**PROBLEM REQUIREMENTS**
Exactly reproduce the line containing "of the gold" together with every line after it, through the end of the entries, and give nothing more.

**RECORDS TO PROCESS**
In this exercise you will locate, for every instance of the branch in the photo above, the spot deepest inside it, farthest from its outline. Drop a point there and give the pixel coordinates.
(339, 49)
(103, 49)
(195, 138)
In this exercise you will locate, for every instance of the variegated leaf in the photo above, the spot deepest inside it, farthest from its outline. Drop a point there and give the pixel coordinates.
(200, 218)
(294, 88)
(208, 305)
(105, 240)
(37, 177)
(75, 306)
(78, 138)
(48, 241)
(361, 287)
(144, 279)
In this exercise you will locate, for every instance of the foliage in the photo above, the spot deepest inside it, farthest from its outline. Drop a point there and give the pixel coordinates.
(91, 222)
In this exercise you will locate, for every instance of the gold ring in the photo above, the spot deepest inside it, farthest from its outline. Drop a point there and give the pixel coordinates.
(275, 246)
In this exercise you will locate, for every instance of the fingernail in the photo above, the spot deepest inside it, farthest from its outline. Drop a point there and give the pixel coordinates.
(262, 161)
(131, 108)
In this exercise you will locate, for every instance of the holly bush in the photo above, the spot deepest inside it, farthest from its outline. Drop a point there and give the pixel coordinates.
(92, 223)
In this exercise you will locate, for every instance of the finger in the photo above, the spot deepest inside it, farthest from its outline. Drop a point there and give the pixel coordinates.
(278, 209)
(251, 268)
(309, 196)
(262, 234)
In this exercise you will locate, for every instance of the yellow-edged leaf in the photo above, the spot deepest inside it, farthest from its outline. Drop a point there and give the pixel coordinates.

**EXERCISE ANSWER**
In this exercise you will locate, for every instance of the gold ring in the photo above, the spot deepest inside it, farthest from its outline. Drop a point there and give the pixel coordinates.
(275, 246)
In this exercise you will locate, for every instance of the fingernail in the photo above, the spot deepest inside it, farthest from its outline. Drop a point there and give the pixel coordinates.
(262, 161)
(131, 108)
In this exercise you will locate, for every instance of the holly bush in the photo above, the spot deepest inside it, farthest from its outline. Drop a point there and give the pixel coordinates.
(92, 223)
In this exercise you will locate, for every instance of the finger in the photo above, the spot deepest inside it, farthest from its outline. Drop a point there and give the pixel coordinates.
(278, 209)
(251, 268)
(309, 196)
(262, 234)
In this exercise you will locate, for every instance of the yellow-edged leaf in the photo above, the spot deepest inside it, farthest from its outline. Drop a point there and give the pixel coordinates.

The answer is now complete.